**BRIEF**
According to the passage on income management, how often are Basics Card transaction statements sent to social security recipients?

**SUPPLIED PASSAGE**

According to the World Health Organisation, levels of anaemia
above 40 per cent represent a severe public health problem. At 55 per cent, the
Sunrise Health Service results must be seen as particularly severe. On that
basis, the latest Sunrise figures can be equated to early childhood anaemia
levels in Brazil, Burundi, Iraq and Zambia; and are worse than Zimbabwe,
Swaziland, Pakistan, Peru, Jamaica, Indonesia, Bangladesh, Algeria and
Equatorial Guinea."[36]
In contrast to these reports, the government has relied on
reports from store owners and operators that they are of the opinion that they
are selling more fresh food without any solid quantitative data on fresh food
sales to back it up. The Government has not been able to provide any breakdown
or analysis of expenditure which could differentiate the types of items
purchased. In response to media reports last week that alleged that 72% of
BasicsCard expenditure was being spent on food and 17% on clothing it has been
revealed that Centrelink do not have an actual breakdown of expenditure by
category and that the figures were derived by assigning the amount of money
spent in particular stores to particular categories (for instance a Community
Store could be categorised as only selling food and K-Mart as only selling
clothes).
A letter to the inquiry from the Menzies School of Health Research
tabled by Outback Stores reports on research currently in publication that
found no increase in the purchase of fresh foods and a significant increase in
the purchase of soft drinks and junk food.[37]
Outback Stores themselves were unable to document to the
inquiry any information on whether there had been an increase in food purchased
as they had no baseline data on which to compare current purchases.[38]
Income management does not improve financial capacity
The government continues to claim that income management will
improve the capacity of affected individual's to manage their financial
affairs. Not only has the government failed to make the case that the current
measures are actually doing so ... but evidence presented to the inquiry strongly
suggest that the opposite is the case, as the manner in which income management
is implemented reduces the ability of those affected to monitor and actively
manage their finances and spending patterns.
Income management statements that detail allocations to the
Basics Card and to third parties (such as rent or utilities) are only provided
to Aboriginal people every quarter – meaning they have limited opportunity to
check they have received the correct allocation of funds and that funds have
been directed or agreed by them. Basics Cards transaction statements setting
out all transactions are only sent out to social security recipients every six
months – giving Aboriginal people very limited opportunity to reconcile their
expenditure against a statement or to check for unauthorised transactions. Such
long gaps between statements provide minimal opportunity for Aboriginal people
to actively review their spending habits and make informed decisions about
their money management.

**MATERIAL SHOWN**

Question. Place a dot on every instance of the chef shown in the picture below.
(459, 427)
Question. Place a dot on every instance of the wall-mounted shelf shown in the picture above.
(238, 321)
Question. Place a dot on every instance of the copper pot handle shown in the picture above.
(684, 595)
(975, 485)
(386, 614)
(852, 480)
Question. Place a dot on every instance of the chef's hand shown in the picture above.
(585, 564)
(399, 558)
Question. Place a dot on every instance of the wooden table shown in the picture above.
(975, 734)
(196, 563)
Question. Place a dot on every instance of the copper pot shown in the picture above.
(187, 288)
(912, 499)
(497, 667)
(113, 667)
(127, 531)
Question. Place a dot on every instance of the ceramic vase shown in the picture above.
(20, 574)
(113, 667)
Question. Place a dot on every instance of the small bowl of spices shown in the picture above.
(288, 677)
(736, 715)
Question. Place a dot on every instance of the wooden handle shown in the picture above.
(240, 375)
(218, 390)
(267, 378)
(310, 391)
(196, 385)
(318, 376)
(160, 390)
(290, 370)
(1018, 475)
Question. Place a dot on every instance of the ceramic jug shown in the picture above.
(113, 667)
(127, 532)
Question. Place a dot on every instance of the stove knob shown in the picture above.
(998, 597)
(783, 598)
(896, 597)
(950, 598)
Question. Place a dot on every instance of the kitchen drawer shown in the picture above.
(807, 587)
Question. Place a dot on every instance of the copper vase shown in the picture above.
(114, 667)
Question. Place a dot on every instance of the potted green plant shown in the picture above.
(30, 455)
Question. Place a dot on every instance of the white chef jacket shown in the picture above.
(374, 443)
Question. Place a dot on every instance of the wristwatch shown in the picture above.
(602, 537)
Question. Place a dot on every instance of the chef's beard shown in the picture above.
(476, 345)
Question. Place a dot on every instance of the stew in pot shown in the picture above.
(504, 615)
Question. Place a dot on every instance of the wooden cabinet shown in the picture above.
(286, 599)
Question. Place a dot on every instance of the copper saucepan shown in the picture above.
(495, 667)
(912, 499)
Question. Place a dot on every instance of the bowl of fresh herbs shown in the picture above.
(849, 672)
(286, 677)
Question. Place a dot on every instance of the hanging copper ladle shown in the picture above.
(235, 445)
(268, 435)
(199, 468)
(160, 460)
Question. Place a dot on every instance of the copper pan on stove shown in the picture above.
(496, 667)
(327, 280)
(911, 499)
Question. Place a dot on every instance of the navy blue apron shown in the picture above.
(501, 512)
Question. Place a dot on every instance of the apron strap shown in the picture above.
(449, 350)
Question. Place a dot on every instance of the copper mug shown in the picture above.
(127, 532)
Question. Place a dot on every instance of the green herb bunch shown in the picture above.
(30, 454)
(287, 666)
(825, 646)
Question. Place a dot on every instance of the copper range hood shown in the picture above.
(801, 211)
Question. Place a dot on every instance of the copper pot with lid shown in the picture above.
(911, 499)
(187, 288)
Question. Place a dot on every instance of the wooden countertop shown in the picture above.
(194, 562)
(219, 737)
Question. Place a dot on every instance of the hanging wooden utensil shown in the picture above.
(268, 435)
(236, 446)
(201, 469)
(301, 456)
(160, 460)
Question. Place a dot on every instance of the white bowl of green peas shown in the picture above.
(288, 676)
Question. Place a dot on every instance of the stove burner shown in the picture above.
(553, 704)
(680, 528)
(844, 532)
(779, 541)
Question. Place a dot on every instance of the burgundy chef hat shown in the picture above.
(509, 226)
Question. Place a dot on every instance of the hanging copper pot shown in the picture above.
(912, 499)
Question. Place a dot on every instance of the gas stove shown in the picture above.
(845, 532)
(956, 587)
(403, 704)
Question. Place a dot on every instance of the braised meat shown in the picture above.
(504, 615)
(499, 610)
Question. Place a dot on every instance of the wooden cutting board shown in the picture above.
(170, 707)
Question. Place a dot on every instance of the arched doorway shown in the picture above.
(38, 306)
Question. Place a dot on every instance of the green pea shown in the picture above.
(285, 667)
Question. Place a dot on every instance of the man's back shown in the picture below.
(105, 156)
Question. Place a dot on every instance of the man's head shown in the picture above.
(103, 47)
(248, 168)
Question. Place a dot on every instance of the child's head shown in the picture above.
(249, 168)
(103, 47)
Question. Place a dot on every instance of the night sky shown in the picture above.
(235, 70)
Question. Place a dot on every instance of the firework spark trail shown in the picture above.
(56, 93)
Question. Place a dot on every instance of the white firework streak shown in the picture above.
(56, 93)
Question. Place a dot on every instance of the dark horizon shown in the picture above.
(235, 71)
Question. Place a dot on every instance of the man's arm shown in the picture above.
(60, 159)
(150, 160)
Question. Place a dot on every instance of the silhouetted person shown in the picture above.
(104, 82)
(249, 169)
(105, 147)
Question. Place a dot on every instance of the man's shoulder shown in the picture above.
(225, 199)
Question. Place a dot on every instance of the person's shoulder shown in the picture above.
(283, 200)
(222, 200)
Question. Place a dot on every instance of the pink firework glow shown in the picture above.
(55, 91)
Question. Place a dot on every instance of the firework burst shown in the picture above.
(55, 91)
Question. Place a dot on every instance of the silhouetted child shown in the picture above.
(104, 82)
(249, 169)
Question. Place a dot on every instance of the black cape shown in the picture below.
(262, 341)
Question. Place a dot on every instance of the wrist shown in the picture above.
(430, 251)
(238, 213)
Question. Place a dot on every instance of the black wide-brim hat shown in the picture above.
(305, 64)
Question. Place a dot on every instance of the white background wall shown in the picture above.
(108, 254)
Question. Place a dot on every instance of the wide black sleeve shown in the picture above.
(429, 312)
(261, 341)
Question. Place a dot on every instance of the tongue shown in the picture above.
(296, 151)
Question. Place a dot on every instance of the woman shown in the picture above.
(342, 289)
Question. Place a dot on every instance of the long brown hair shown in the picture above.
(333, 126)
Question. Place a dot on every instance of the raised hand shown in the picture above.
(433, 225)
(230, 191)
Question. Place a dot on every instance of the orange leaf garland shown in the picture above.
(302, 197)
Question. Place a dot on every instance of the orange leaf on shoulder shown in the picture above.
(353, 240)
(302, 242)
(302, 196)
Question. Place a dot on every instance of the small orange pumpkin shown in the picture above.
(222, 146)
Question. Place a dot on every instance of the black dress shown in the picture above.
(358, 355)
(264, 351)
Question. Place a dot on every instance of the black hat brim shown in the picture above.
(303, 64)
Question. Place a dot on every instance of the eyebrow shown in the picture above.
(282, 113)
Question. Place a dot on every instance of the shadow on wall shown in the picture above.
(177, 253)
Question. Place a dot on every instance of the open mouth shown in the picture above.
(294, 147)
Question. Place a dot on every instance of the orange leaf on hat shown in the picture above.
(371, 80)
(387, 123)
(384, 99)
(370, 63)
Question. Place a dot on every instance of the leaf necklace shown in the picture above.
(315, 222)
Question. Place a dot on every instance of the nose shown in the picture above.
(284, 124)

**EXERCISE RESULT**
Every six months.